The problem =>
Count how many lines of the material contain the string "nose", and reply with only that number.

-- START OF Task input --

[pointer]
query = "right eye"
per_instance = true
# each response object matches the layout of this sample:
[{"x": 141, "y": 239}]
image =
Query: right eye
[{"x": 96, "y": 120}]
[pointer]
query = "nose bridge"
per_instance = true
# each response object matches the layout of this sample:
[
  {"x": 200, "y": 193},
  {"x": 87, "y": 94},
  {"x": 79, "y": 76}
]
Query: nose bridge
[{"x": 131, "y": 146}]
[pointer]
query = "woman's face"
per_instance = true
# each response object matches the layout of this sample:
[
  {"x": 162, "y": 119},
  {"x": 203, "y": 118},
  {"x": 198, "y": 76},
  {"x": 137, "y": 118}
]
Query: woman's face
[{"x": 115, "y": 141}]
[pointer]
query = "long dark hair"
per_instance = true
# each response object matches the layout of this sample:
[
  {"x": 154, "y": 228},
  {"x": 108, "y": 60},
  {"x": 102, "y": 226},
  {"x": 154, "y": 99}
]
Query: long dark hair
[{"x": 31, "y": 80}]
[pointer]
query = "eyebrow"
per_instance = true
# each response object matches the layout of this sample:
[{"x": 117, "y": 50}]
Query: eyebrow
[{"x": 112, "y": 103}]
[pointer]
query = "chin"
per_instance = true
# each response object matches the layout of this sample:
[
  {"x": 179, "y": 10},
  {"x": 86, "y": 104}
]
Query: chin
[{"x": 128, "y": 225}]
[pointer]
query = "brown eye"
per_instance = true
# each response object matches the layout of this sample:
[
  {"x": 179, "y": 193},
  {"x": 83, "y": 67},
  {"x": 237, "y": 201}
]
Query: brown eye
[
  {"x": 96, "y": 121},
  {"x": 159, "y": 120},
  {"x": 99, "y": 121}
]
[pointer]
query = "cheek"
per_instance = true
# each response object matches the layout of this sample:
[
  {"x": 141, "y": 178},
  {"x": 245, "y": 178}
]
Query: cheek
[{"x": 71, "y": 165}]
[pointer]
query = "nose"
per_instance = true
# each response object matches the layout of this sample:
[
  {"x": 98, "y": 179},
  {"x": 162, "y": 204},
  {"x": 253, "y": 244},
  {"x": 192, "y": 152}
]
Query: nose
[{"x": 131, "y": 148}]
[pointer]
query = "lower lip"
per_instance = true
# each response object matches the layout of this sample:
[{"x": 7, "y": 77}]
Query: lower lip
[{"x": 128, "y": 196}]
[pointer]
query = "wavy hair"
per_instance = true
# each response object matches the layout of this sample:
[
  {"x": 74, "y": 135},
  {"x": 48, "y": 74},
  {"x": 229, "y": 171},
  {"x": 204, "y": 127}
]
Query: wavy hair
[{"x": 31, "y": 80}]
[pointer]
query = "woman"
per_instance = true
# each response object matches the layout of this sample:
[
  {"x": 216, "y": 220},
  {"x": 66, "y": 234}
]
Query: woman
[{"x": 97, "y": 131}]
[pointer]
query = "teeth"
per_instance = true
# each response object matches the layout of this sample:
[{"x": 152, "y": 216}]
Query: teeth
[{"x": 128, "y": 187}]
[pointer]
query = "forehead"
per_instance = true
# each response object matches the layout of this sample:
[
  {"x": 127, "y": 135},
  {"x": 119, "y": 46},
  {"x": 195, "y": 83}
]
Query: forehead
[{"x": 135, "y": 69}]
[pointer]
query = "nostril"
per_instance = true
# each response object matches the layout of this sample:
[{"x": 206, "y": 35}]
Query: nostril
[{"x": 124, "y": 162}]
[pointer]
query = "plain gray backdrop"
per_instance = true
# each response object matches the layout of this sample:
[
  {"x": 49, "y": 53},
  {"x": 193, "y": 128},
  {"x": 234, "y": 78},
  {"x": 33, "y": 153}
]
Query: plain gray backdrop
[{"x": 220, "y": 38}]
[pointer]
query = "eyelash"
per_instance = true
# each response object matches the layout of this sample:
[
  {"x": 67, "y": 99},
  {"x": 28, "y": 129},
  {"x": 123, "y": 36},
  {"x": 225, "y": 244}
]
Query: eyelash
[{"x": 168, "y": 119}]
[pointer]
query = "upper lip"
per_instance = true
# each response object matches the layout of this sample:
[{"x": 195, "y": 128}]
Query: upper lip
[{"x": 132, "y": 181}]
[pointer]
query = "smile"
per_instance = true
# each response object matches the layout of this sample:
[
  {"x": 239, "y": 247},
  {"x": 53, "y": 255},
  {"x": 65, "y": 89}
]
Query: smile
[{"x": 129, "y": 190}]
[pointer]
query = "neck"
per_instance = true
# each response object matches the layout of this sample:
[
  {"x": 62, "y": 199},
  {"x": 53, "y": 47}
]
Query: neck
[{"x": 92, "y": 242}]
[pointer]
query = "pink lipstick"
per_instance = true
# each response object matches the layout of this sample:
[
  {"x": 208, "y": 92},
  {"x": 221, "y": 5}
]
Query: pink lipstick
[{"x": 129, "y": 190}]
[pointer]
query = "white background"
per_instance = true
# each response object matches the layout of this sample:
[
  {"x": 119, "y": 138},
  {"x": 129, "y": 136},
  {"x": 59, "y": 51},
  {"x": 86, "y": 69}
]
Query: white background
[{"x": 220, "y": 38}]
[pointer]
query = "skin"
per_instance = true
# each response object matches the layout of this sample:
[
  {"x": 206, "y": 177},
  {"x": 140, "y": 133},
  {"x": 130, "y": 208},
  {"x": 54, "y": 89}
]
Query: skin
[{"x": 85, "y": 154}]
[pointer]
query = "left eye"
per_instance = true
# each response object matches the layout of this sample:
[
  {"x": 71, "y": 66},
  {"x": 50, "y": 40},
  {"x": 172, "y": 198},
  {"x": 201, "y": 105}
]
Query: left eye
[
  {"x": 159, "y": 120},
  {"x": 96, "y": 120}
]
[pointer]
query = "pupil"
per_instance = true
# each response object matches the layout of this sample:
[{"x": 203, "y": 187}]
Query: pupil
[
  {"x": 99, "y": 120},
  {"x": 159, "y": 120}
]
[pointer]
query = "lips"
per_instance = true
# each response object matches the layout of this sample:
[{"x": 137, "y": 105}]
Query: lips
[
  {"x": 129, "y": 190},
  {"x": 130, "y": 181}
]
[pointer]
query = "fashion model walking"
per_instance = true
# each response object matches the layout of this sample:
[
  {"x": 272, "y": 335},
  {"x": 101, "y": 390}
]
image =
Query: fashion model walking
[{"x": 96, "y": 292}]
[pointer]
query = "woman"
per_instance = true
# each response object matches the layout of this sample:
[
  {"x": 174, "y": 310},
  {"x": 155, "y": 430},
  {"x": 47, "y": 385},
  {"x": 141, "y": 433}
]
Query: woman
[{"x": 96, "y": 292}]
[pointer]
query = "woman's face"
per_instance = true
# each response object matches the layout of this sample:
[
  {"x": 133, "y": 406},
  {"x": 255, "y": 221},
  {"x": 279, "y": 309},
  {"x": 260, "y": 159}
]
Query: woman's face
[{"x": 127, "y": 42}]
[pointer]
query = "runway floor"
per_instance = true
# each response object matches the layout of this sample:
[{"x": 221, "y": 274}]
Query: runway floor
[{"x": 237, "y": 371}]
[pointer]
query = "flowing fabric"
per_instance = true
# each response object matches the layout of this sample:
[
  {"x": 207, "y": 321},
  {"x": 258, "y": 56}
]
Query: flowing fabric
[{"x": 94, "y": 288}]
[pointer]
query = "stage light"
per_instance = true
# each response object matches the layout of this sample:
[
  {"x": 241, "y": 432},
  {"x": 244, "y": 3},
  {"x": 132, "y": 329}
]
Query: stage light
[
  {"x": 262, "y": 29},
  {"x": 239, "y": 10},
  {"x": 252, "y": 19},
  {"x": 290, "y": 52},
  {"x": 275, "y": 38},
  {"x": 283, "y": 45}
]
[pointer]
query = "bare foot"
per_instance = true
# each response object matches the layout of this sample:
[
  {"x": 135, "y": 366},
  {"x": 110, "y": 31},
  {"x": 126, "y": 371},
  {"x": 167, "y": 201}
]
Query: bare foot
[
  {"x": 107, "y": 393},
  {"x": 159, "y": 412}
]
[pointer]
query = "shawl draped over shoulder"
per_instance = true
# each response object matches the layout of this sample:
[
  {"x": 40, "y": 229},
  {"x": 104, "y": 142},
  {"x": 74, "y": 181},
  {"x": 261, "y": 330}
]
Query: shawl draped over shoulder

-- END OF Task input --

Output for this task =>
4